START Entries shown

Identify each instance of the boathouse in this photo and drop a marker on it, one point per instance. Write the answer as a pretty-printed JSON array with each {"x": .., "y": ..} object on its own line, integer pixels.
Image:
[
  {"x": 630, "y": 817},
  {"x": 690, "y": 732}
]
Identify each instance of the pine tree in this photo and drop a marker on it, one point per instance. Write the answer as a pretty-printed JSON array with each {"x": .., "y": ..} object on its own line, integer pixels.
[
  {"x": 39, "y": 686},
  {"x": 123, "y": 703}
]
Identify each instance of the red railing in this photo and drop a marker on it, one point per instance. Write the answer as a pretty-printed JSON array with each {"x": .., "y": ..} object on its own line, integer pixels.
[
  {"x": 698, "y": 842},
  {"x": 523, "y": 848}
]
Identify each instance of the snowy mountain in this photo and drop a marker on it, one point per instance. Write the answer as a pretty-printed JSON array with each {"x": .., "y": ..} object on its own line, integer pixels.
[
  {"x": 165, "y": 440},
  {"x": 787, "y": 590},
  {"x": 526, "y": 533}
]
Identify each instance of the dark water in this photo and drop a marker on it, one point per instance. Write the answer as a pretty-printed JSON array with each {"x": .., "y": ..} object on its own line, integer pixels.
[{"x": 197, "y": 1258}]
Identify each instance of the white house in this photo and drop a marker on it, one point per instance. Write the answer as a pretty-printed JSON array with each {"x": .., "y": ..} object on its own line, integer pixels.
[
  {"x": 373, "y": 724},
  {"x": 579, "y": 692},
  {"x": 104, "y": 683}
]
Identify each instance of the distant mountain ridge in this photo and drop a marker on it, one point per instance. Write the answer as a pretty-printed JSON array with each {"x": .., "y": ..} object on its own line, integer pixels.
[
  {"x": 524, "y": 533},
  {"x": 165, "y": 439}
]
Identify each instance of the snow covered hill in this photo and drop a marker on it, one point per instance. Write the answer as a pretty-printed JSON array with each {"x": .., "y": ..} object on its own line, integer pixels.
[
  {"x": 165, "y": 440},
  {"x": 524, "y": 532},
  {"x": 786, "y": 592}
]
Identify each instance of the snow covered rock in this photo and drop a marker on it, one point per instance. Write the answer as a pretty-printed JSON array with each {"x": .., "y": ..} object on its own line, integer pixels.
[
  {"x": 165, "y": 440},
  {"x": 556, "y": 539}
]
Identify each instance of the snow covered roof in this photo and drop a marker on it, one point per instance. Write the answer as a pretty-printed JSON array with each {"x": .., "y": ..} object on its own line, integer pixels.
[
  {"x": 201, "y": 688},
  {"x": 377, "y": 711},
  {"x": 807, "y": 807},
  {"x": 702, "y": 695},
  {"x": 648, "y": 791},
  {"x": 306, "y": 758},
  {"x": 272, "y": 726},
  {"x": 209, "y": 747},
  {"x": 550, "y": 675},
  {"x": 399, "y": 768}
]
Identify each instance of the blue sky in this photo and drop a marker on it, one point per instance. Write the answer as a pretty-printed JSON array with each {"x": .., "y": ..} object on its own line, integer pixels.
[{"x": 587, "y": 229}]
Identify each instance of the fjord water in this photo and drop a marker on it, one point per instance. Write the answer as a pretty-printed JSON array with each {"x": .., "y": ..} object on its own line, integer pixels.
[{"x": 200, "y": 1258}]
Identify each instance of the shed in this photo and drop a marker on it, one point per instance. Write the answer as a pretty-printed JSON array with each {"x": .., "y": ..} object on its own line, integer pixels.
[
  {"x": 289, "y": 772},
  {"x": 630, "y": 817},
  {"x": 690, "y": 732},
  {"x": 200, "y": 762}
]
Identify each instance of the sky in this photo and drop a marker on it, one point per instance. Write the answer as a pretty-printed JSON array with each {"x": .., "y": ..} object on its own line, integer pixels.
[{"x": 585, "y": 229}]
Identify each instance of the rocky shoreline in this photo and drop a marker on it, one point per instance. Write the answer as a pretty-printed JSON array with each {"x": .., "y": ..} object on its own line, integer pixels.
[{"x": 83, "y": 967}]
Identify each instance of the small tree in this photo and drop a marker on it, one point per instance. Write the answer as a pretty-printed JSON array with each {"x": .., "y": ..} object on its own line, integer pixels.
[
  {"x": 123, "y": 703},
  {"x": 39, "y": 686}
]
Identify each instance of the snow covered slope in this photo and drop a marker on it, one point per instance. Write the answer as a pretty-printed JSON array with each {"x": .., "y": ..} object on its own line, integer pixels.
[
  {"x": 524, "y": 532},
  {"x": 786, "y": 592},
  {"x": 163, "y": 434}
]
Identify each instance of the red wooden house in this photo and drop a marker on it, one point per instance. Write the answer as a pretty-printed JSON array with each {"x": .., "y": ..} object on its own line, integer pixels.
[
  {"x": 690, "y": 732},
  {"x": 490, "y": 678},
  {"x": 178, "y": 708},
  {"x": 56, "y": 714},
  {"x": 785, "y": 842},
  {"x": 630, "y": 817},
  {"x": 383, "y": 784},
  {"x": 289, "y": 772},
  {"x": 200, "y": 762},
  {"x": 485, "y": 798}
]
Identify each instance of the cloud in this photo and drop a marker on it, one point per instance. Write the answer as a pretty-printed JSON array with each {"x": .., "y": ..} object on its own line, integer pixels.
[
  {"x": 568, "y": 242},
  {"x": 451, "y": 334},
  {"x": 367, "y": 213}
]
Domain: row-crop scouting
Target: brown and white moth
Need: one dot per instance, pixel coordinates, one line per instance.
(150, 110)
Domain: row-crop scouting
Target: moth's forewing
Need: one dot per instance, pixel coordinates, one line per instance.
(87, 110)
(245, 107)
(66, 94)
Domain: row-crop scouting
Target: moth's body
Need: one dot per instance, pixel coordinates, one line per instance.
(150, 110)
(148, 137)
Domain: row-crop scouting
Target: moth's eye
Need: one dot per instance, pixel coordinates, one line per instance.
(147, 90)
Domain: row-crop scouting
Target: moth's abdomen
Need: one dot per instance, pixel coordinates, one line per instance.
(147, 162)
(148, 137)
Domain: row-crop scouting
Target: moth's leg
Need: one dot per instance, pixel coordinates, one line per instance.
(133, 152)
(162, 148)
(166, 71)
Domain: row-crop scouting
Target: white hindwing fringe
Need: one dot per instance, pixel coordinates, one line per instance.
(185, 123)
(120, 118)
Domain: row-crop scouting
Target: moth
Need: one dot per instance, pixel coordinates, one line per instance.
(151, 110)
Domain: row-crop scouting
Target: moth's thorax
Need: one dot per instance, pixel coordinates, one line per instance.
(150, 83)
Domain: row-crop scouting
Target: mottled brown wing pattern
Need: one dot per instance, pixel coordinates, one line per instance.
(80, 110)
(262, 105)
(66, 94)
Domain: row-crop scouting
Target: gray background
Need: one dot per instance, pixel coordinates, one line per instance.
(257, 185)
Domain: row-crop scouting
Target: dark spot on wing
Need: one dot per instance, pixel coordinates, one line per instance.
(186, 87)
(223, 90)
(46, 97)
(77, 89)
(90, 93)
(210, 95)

END Entries shown

» Work to be completed
Copy all of the data exactly. Skip nothing.

» Solved problem
Identify each instance of the boathouse in this photo and drop a marker on it, one point per instance. Write the answer as a pretty-printed JSON array with each {"x": .., "y": ..} object on its own line, integer pixels.
Image:
[
  {"x": 630, "y": 817},
  {"x": 690, "y": 732}
]
Identify each instance of the pine tree in this photo and drop a marker on it, one point per instance. Write the answer as a pretty-printed JSON array with each {"x": .., "y": ..} object on its own line, integer pixels.
[
  {"x": 39, "y": 686},
  {"x": 123, "y": 703}
]
Identify each instance of the red railing in this photo and drop a marker on it, one point per instance. Write the answer as a pretty-printed JSON array with each {"x": .., "y": ..} object on its own line, integer pixels.
[
  {"x": 698, "y": 842},
  {"x": 523, "y": 848}
]
Identify each instance of the snowy mountain in this photo and drop a marker on it, one point per instance. Write the answer as a pretty-printed JSON array with each {"x": .., "y": ..} object on its own line, integer pixels.
[
  {"x": 165, "y": 440},
  {"x": 787, "y": 590},
  {"x": 526, "y": 533}
]
Identify each instance of the dark water in this photo and drop a marker on it, one point per instance. Write the answer as a pretty-printed JSON array with each {"x": .., "y": ..} object on its own line, integer pixels.
[{"x": 197, "y": 1258}]
Identify each instance of the white house in this photo and drop a marker on it, one point per instance. Write the answer as a pretty-printed JSON array with each {"x": .., "y": ..} object on its own line, integer pixels.
[
  {"x": 373, "y": 724},
  {"x": 579, "y": 692},
  {"x": 104, "y": 683}
]
Identify each instance of the distant mountain ridge in this photo and drop a marker on it, one point per instance. Write the answer as a pretty-printed JSON array with each {"x": .., "y": ..} object on its own line, integer pixels.
[
  {"x": 524, "y": 533},
  {"x": 165, "y": 439}
]
Identify each instance of the snow covered hill in this photo and drop a marker on it, one point per instance. Write the answer as a pretty-printed JSON array with each {"x": .., "y": ..} object on its own line, integer pixels.
[
  {"x": 165, "y": 440},
  {"x": 524, "y": 532},
  {"x": 786, "y": 592}
]
Identify each instance of the snow covered rock in this photo and drop a marker on it, one point per instance. Write the answer as a pretty-printed JSON array with each {"x": .., "y": ..} object on its own line, integer pixels.
[
  {"x": 165, "y": 440},
  {"x": 556, "y": 539}
]
Identify each instance of the snow covered roof in this photo and drop a marker on it, one point per instance. Write the answer as a pretty-printed JSON array with each {"x": .., "y": ..} object on its own line, integer pixels.
[
  {"x": 201, "y": 688},
  {"x": 377, "y": 711},
  {"x": 807, "y": 807},
  {"x": 702, "y": 695},
  {"x": 648, "y": 791},
  {"x": 306, "y": 758},
  {"x": 272, "y": 726},
  {"x": 209, "y": 747},
  {"x": 550, "y": 675},
  {"x": 399, "y": 768}
]
Identify each instance of the blue sky in this photo and drop a marker on it, one point per instance. Write the answer as a pretty-printed JSON array with each {"x": .., "y": ..} object on its own line, integer pixels.
[{"x": 587, "y": 229}]
Identify each instance of the fjord water in this photo and drop a marker on it, one point per instance. Write the answer as a pretty-printed JSON array with each {"x": .., "y": ..} object on its own line, integer pixels.
[{"x": 200, "y": 1258}]
Identify each instance of the shed in this photo and drop a marker on it, one point per instance. Write the answer as a pretty-printed JSON array with each {"x": .., "y": ..} object on its own line, integer pixels.
[
  {"x": 289, "y": 772},
  {"x": 630, "y": 817},
  {"x": 690, "y": 732},
  {"x": 200, "y": 762}
]
Identify each instance of the sky in this photo and drop a marker on it, one point per instance. Write the answer as a pretty-printed JSON array with each {"x": .., "y": ..} object on its own line, integer pixels.
[{"x": 585, "y": 229}]
Identify each instance of the rocky shoreline in this photo and drop a marker on it, one point per instance. Write the answer as a pretty-printed JSON array with each {"x": .., "y": ..} object on its own line, integer pixels.
[{"x": 83, "y": 967}]
Identify each instance of the small tree in this photo and drop a marker on it, one point per instance. Write the answer as a pretty-printed JSON array with each {"x": .., "y": ..} object on its own line, integer pixels.
[
  {"x": 123, "y": 703},
  {"x": 39, "y": 686}
]
Identify each instance of the snow covered slope in this photo and drop a marker on it, one point per instance. Write the answer as a pretty-printed JSON array with each {"x": .., "y": ..} object on its own line, integer pixels.
[
  {"x": 524, "y": 532},
  {"x": 786, "y": 592},
  {"x": 163, "y": 434}
]
Identify each instance of the red wooden house in this photo and drop a marker on it, one point per instance. Write the answer as a pretty-printed JSON array with each {"x": .., "y": ..} object on its own line, integer pixels.
[
  {"x": 690, "y": 732},
  {"x": 490, "y": 678},
  {"x": 178, "y": 708},
  {"x": 56, "y": 714},
  {"x": 785, "y": 842},
  {"x": 630, "y": 817},
  {"x": 383, "y": 784},
  {"x": 289, "y": 772},
  {"x": 200, "y": 762},
  {"x": 485, "y": 798}
]
Identify each instance of the cloud in this photo and drop a marker on it, one point per instance. Write the answer as a pretty-printed JSON array with each {"x": .., "y": ..} object on its own line, integer pixels.
[
  {"x": 568, "y": 242},
  {"x": 451, "y": 334},
  {"x": 367, "y": 213}
]
Domain: row-crop scouting
Target: brown and white moth
Need: one dot per instance, pixel coordinates, one line per instance.
(150, 110)
Domain: row-crop scouting
Target: moth's forewing
Need: one dot per instance, pixel coordinates, one line per instance.
(87, 110)
(245, 107)
(66, 94)
Domain: row-crop scouting
Target: moth's body
Need: one dot per instance, pixel coordinates, one line per instance.
(150, 110)
(148, 137)
Domain: row-crop scouting
Target: moth's eye
Need: one dot per instance, pixel coordinates, one line per instance.
(147, 90)
Domain: row-crop scouting
Target: moth's abdomen
Need: one dot per instance, pixel coordinates, one line per instance.
(147, 162)
(148, 137)
Domain: row-crop scouting
Target: moth's leg
Need: one dot per instance, pixel coordinates, one line per instance.
(133, 152)
(162, 148)
(166, 71)
Domain: row-crop scouting
Target: white hindwing fringe
Need: one dot per instance, pixel coordinates, one line per instance.
(185, 123)
(120, 118)
Domain: row-crop scouting
Target: moth
Need: one dot per instance, pixel coordinates, one line per instance.
(151, 110)
Domain: row-crop scouting
Target: moth's thorax
Need: one dot per instance, pixel coordinates, one line per instance.
(150, 83)
Domain: row-crop scouting
Target: mottled brown wing pattern
Need: one dot per instance, pixel coordinates, one line per instance.
(80, 110)
(262, 105)
(66, 94)
Domain: row-crop scouting
Target: gray background
Need: one dot per instance, pixel coordinates, one line per instance.
(257, 185)
Domain: row-crop scouting
Target: dark spot on wing
Need: one dot per instance, pixel coordinates, one line per instance.
(186, 87)
(223, 90)
(46, 97)
(77, 89)
(90, 93)
(210, 95)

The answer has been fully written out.